• **READING TEXT**:

In electric agricultural machine a reduction gear is needed to convert the high speed rotation motion generated by DC motor to lower speed rotation motion used by the vehicle. The reduction gear consists of several spur gears. Spur gears are the most easily visualized gears that transmit motion between two parallel shafts and easy to produce. The modelling and simulation of spur gears in DC motor reduction gear is important to predict the actual motion behaviour. A pair of spur gear tooth in action is generally subjected to two types of cyclic stress: contact stress and bending stress. The stress may not attain their maximum values at the same point of contact fatigue. These types of failure can be minimized by analysis of the problem during the design stage and creating proper tooth surface profile with proper manufacturing methods. To improve its life expectation in this study modal and stress analysis of reduction gear is simulated using ANSYS workbench based on finite element method (FEM). The modal analysis was done to understand reduction gear deformation behaviour when vibration occurs. FEM static stress analysis is also simulated on reduction gear to simulate the gear teeth bending stress and contact stress behaviour.

Keywords

1. Introduction

The Electric The demand for agriculture electric vehicles are increasing every year. The Electric vehicles are an alternative solution to fuel engines for transportation vehicles due to advances in batteries, increasing oil prices, and the desire to reduce greenhouse gas emissions [1]. Many electric vehicles have been applied in industrial, logistics, and agricultural applications as material handling systems [2-5]. Electric vehicles are an important tool in agricultural modernization. With the rapid development of the economy, electric vehicles are widely used in agriculture. Electric agricultural vehicles are kind of mechanical and electrical integration of transportation vehicles. In this research, a small electric vehicle with lift and dump capabilities was developed. To achieve high quality and high productivity, a well-designed electric agricultural vehicle is needed.

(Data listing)
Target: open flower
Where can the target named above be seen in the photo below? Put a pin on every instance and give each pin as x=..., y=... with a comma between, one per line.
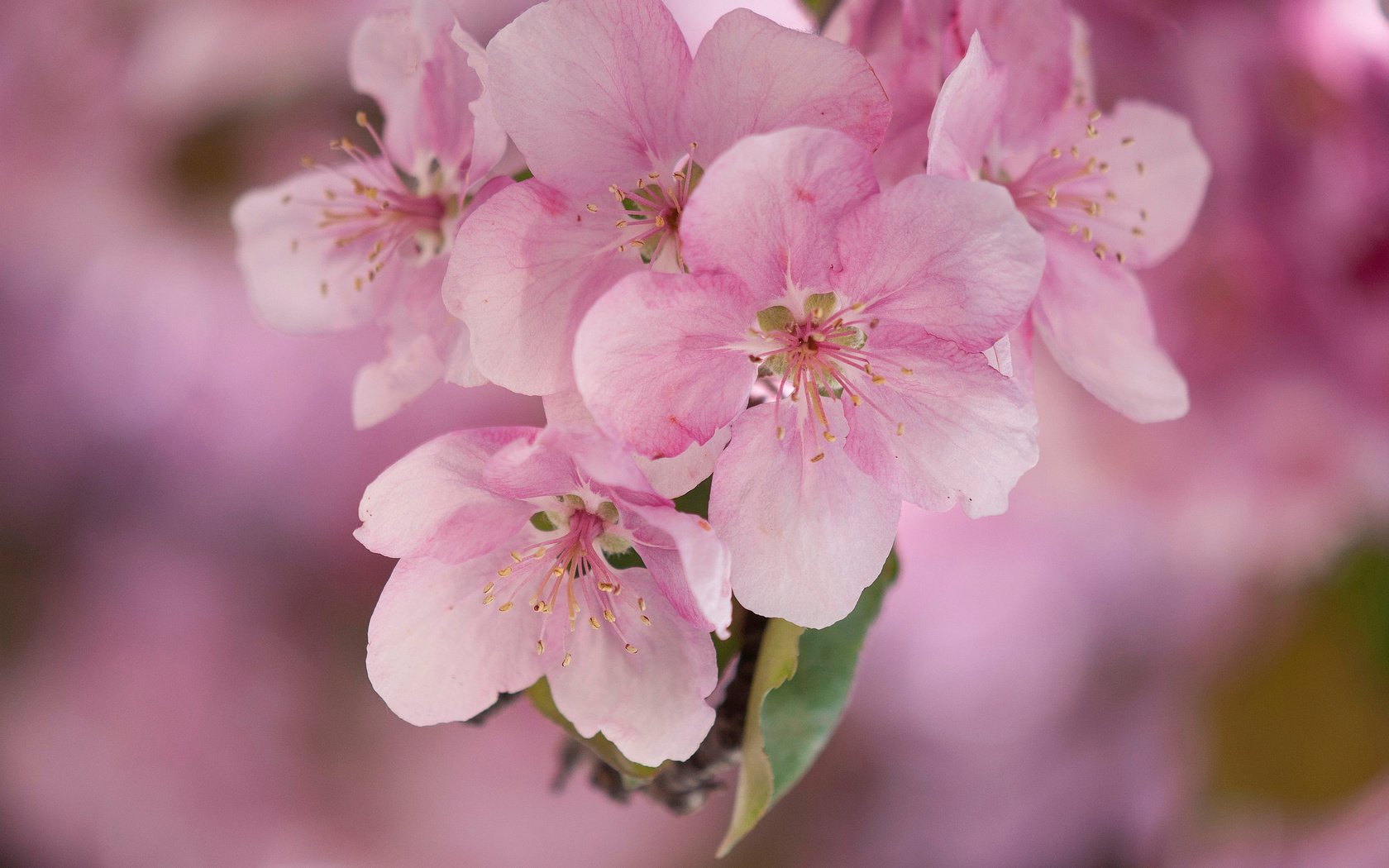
x=1107, y=193
x=367, y=239
x=617, y=122
x=864, y=320
x=914, y=45
x=504, y=538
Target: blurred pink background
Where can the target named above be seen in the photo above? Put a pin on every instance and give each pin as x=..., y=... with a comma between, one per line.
x=1174, y=649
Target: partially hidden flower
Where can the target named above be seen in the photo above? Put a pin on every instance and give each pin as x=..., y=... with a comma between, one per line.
x=617, y=122
x=506, y=538
x=914, y=45
x=365, y=241
x=1109, y=193
x=863, y=321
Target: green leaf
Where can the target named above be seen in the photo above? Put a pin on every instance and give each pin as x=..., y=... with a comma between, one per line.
x=799, y=694
x=632, y=774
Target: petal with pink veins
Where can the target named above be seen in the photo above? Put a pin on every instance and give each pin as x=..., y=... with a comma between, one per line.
x=588, y=89
x=1096, y=324
x=686, y=561
x=767, y=208
x=656, y=359
x=806, y=538
x=525, y=267
x=967, y=271
x=753, y=75
x=945, y=427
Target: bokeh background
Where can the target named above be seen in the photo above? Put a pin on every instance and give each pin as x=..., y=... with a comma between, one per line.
x=1174, y=649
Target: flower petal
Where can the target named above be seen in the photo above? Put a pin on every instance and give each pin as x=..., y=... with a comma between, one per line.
x=588, y=89
x=651, y=703
x=753, y=75
x=767, y=208
x=437, y=655
x=1158, y=174
x=435, y=502
x=950, y=431
x=656, y=363
x=686, y=560
x=525, y=267
x=678, y=474
x=968, y=114
x=384, y=388
x=1095, y=320
x=952, y=257
x=806, y=538
x=299, y=279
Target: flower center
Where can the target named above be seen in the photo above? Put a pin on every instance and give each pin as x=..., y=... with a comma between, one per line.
x=820, y=355
x=649, y=212
x=1072, y=188
x=382, y=212
x=570, y=570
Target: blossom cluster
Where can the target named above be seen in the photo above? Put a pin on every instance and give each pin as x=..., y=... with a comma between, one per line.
x=810, y=269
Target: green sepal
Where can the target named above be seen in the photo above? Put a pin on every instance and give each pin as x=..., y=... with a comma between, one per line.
x=800, y=689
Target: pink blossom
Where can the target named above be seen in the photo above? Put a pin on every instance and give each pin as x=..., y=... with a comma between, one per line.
x=1107, y=193
x=494, y=520
x=365, y=241
x=617, y=120
x=914, y=45
x=866, y=318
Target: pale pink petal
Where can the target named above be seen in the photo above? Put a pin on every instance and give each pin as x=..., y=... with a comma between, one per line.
x=911, y=78
x=868, y=26
x=806, y=538
x=953, y=431
x=767, y=208
x=1158, y=175
x=539, y=465
x=651, y=703
x=656, y=360
x=1095, y=320
x=435, y=502
x=437, y=655
x=950, y=257
x=489, y=141
x=525, y=267
x=678, y=474
x=420, y=77
x=968, y=116
x=668, y=477
x=686, y=560
x=1033, y=41
x=381, y=389
x=588, y=89
x=299, y=279
x=753, y=75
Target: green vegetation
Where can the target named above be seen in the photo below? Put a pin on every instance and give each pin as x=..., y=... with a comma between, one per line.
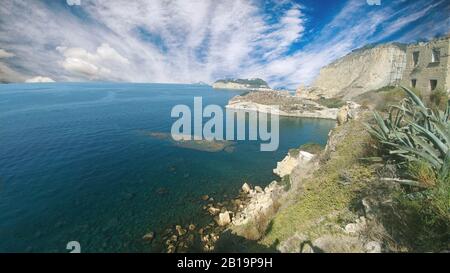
x=324, y=196
x=310, y=147
x=416, y=139
x=438, y=99
x=412, y=132
x=399, y=159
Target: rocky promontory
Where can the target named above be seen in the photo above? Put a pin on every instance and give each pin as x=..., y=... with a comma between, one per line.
x=242, y=84
x=281, y=103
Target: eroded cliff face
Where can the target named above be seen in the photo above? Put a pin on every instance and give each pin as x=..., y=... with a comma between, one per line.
x=358, y=72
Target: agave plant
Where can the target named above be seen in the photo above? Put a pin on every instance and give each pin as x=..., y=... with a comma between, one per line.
x=413, y=132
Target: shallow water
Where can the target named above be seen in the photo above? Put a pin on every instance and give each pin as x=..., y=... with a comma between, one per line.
x=77, y=163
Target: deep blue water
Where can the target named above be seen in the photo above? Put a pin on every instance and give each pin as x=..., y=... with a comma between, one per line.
x=77, y=163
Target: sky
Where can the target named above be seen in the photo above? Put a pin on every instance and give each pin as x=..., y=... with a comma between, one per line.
x=188, y=41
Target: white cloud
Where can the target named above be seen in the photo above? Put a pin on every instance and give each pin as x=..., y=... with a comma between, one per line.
x=192, y=40
x=94, y=66
x=39, y=79
x=73, y=2
x=6, y=54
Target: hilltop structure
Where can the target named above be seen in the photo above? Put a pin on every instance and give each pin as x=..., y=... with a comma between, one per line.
x=428, y=65
x=423, y=65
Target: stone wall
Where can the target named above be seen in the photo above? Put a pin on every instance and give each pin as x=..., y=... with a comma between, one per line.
x=424, y=69
x=361, y=71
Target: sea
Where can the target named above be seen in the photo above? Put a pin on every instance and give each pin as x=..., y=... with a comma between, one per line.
x=79, y=162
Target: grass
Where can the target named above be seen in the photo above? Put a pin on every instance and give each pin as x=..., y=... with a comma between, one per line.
x=381, y=99
x=309, y=147
x=438, y=99
x=331, y=102
x=324, y=194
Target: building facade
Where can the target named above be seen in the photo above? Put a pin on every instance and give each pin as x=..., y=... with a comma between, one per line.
x=428, y=66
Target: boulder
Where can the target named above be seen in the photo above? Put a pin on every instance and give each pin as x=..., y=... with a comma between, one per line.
x=373, y=247
x=213, y=210
x=149, y=236
x=224, y=219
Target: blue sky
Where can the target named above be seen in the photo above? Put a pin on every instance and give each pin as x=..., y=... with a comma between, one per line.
x=284, y=42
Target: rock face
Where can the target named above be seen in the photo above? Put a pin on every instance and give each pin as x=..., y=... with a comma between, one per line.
x=358, y=72
x=288, y=164
x=224, y=219
x=242, y=84
x=347, y=112
x=252, y=221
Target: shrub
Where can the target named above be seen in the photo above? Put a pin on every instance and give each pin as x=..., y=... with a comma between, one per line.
x=438, y=99
x=331, y=102
x=311, y=147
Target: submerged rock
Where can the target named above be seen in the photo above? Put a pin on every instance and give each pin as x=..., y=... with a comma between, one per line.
x=224, y=219
x=246, y=188
x=200, y=145
x=149, y=236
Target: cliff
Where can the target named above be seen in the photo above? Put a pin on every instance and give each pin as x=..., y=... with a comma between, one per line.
x=282, y=104
x=362, y=70
x=242, y=84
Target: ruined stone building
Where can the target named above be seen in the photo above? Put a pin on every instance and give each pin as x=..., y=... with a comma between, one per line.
x=428, y=65
x=423, y=65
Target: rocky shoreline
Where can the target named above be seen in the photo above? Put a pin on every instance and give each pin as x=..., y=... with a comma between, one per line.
x=281, y=103
x=248, y=214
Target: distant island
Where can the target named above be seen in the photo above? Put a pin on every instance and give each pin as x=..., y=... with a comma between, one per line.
x=242, y=84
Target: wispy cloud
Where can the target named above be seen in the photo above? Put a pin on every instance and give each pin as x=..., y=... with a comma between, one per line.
x=195, y=40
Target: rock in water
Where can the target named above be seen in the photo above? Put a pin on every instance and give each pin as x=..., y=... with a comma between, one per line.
x=191, y=227
x=224, y=219
x=149, y=236
x=213, y=210
x=246, y=188
x=205, y=197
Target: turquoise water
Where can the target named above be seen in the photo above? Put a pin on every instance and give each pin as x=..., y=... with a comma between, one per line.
x=77, y=163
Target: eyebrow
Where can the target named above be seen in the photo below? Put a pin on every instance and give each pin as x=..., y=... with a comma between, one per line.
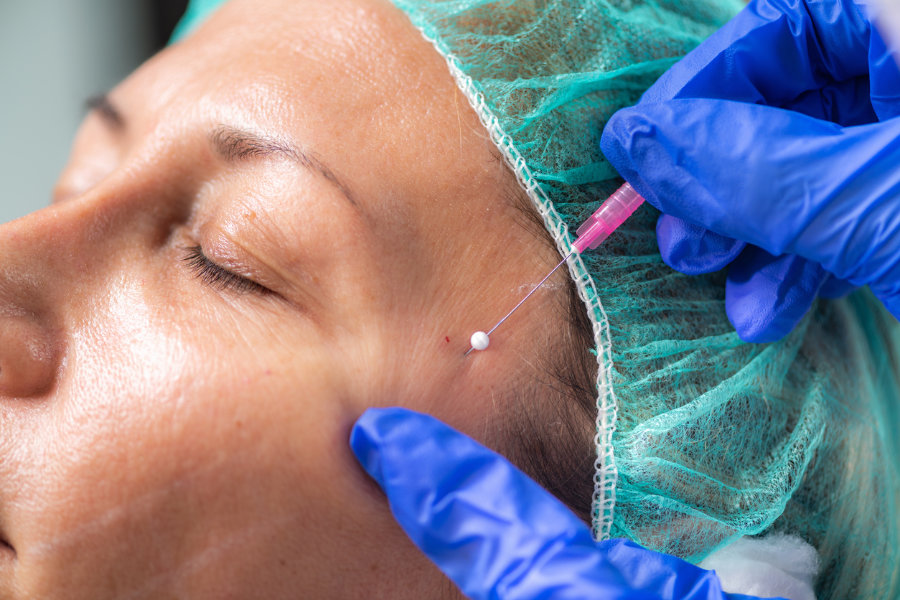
x=236, y=145
x=108, y=112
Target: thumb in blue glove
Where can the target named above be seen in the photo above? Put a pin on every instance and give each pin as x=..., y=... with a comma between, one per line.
x=770, y=149
x=496, y=533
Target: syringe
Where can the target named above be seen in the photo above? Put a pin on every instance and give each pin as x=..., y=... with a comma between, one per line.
x=593, y=232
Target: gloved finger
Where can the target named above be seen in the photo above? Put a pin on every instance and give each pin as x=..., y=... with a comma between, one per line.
x=845, y=102
x=766, y=296
x=772, y=52
x=779, y=180
x=693, y=249
x=834, y=288
x=496, y=533
x=485, y=524
x=884, y=77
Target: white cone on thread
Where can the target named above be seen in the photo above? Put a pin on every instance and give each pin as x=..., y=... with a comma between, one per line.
x=479, y=340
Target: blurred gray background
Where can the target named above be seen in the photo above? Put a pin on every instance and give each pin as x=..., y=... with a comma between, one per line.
x=54, y=55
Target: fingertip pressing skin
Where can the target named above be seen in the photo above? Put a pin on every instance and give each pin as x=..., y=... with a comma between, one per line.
x=209, y=338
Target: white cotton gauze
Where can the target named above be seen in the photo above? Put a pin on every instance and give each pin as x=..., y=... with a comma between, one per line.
x=774, y=566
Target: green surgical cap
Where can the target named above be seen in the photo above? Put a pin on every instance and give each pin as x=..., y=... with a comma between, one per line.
x=701, y=438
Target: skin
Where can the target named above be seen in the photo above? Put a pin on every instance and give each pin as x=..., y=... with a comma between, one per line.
x=168, y=438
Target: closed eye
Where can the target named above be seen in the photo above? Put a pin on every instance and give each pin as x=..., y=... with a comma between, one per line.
x=218, y=277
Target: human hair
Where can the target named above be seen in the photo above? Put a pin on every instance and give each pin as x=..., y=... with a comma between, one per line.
x=549, y=425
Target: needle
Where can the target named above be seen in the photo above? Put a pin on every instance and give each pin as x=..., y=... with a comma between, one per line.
x=599, y=226
x=521, y=302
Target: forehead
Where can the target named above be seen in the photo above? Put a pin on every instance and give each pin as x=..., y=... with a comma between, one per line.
x=351, y=79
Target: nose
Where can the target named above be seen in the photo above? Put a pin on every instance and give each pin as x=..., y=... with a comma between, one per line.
x=28, y=356
x=39, y=257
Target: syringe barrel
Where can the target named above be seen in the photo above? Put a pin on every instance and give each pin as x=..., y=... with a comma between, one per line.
x=606, y=219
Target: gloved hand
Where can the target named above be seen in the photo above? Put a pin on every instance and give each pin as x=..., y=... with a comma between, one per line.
x=774, y=148
x=496, y=533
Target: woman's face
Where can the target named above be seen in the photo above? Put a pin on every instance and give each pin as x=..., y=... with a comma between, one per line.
x=289, y=217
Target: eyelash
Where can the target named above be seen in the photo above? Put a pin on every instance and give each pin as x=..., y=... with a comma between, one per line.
x=217, y=277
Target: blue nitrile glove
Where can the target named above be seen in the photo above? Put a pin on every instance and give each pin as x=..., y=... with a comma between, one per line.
x=496, y=533
x=774, y=147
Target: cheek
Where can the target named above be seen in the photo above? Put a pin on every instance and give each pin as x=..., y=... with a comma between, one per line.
x=180, y=444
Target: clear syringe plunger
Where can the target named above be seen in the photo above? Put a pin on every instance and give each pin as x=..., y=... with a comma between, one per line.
x=593, y=232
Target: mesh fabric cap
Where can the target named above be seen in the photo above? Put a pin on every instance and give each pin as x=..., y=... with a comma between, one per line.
x=701, y=437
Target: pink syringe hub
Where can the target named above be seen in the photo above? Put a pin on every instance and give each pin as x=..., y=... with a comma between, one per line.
x=606, y=219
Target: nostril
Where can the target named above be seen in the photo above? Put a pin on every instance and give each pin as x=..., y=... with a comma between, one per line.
x=27, y=357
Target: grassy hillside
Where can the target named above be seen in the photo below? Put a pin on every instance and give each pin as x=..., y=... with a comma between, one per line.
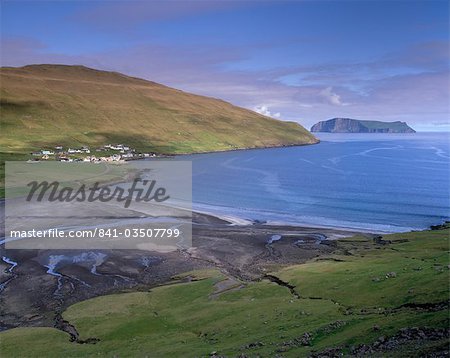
x=371, y=294
x=46, y=105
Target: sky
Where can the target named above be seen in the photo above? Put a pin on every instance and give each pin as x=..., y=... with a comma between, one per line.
x=303, y=61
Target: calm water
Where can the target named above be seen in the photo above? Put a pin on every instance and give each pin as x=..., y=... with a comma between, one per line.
x=366, y=181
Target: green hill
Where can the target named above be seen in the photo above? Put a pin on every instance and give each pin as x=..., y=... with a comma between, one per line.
x=47, y=105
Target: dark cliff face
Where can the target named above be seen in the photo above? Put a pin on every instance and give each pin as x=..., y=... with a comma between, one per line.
x=348, y=125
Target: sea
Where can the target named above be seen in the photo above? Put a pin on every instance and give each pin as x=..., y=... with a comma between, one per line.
x=373, y=182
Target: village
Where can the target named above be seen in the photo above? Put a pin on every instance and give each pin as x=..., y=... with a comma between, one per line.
x=117, y=153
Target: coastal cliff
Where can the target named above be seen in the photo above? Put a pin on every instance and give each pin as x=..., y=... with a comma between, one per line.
x=348, y=125
x=72, y=106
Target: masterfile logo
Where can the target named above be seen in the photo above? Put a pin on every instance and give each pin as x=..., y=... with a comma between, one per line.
x=144, y=205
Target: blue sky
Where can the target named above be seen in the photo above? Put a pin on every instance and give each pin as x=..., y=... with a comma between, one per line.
x=294, y=60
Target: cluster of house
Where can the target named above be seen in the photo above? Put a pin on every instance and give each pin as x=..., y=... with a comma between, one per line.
x=77, y=154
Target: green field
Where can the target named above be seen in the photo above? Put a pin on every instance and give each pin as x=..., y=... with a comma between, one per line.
x=368, y=291
x=47, y=105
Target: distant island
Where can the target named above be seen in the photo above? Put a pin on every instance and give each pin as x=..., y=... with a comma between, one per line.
x=44, y=106
x=348, y=125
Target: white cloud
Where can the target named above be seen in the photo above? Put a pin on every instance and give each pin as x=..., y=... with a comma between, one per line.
x=332, y=97
x=264, y=110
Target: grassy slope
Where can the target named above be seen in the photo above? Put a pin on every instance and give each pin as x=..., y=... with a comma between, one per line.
x=45, y=105
x=182, y=320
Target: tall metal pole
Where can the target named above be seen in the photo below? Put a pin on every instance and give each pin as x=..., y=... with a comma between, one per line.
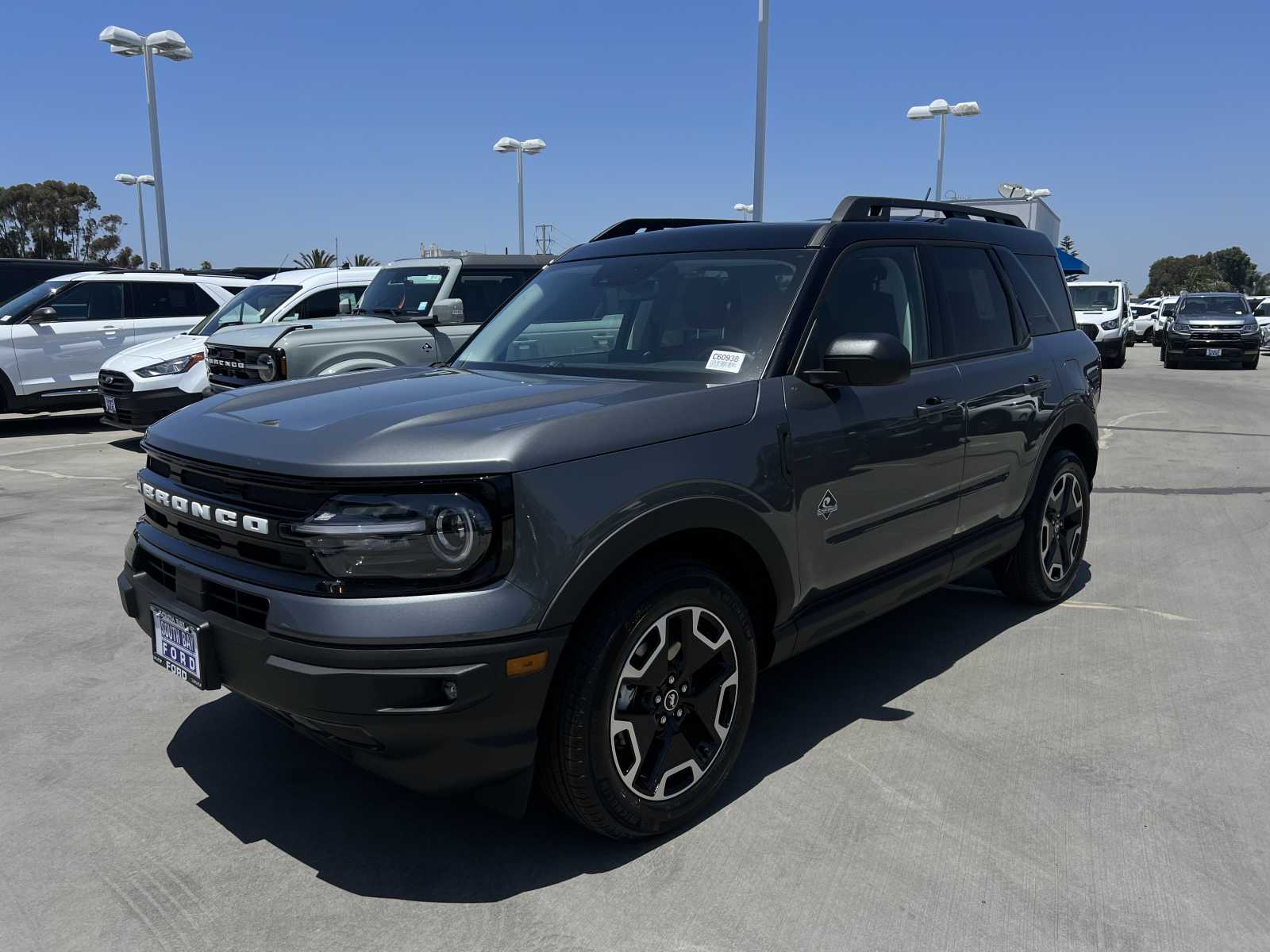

• **PROBLEM DESCRIPTION**: Go on with the text about the reduction gear in electric farm vehicles, starting right after its last sentence.

• **TASK RESULT**:
One of important part to support an electric vehicle operation is a reduction gear. The reduction gear has been a research point of interest for many decades especially in agricultural vehicle. Gears can be defined as toothed member which is transmit power or motion between two shafts without any slip. Spur gears are the most recognized and common type of gears. Spur gears have their teeth parallel to the axis and are used exclusively to transmit rotary motion between two parallel shafts, while maintaining uniform speed and torque. They have high efficiency and excellent precision rating. The involute tooth form being the simplest to be manufactured permits high manufacturing tolerances to be attained.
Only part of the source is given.